--- Stored data ---
## START

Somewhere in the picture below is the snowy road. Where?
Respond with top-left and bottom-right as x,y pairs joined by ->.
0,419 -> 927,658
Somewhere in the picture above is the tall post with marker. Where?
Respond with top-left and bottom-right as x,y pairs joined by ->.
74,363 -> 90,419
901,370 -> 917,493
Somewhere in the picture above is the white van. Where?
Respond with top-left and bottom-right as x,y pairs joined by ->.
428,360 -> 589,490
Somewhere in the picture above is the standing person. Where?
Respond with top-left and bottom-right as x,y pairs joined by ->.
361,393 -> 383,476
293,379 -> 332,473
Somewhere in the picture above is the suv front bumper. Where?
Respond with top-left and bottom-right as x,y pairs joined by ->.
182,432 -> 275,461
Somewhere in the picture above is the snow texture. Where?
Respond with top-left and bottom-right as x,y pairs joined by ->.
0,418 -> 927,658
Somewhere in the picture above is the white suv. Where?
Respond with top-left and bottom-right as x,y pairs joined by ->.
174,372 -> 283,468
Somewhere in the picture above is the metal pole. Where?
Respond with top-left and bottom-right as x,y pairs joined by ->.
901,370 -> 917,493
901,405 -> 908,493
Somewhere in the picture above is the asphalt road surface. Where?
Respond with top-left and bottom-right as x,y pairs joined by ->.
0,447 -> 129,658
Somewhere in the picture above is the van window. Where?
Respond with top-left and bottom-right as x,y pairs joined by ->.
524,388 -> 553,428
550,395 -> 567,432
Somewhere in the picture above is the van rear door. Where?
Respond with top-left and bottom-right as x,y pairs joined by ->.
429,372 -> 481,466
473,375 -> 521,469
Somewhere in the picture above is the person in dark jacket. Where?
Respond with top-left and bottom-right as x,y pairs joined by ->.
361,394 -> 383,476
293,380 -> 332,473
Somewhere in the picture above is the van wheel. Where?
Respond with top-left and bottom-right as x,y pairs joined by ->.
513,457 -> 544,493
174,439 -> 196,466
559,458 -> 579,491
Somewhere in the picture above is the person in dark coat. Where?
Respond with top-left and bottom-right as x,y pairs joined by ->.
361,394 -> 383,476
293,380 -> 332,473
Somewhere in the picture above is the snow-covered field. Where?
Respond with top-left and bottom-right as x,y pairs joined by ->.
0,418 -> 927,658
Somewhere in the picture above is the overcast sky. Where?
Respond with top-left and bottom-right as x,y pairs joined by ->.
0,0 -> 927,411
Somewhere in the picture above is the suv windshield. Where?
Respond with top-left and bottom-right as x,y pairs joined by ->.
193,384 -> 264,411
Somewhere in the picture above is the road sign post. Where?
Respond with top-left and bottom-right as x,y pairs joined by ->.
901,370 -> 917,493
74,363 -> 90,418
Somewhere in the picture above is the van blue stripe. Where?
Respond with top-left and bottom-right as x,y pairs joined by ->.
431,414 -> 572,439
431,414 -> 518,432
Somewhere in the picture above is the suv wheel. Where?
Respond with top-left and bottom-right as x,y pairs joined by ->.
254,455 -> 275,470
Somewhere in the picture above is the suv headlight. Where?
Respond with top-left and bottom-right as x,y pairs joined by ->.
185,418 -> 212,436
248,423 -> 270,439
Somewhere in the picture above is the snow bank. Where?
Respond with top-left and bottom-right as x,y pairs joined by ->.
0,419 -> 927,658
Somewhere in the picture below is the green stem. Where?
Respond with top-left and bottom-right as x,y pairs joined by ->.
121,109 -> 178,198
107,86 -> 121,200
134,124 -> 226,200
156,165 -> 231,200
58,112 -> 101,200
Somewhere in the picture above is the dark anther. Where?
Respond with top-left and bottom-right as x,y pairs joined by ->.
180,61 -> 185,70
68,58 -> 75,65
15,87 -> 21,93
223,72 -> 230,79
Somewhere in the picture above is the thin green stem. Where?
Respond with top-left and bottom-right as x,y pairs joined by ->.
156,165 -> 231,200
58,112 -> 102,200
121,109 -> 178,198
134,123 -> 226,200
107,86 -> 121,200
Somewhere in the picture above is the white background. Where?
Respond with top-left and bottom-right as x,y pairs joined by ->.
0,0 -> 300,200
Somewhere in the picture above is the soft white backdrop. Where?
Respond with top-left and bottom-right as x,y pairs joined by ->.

## END

--- Set exercise ---
Update the stored data from the line containing "Somewhere in the picture above is the snow-covered" through the line containing "193,384 -> 264,411", replacing "overcast" with "cloudy" and leaving everything else as it is.

--- Result ---
Somewhere in the picture above is the snow-covered field. Where?
Respond with top-left and bottom-right as x,y pairs joined by ->.
0,418 -> 927,658
Somewhere in the picture above is the cloudy sky. Where?
Respond with top-left and bottom-right as x,y pairs joined by ->.
0,0 -> 927,411
Somewhere in the picture above is the suv windshield. Where?
Respond with top-left and bottom-right as x,y pairs joined by ->.
193,384 -> 264,411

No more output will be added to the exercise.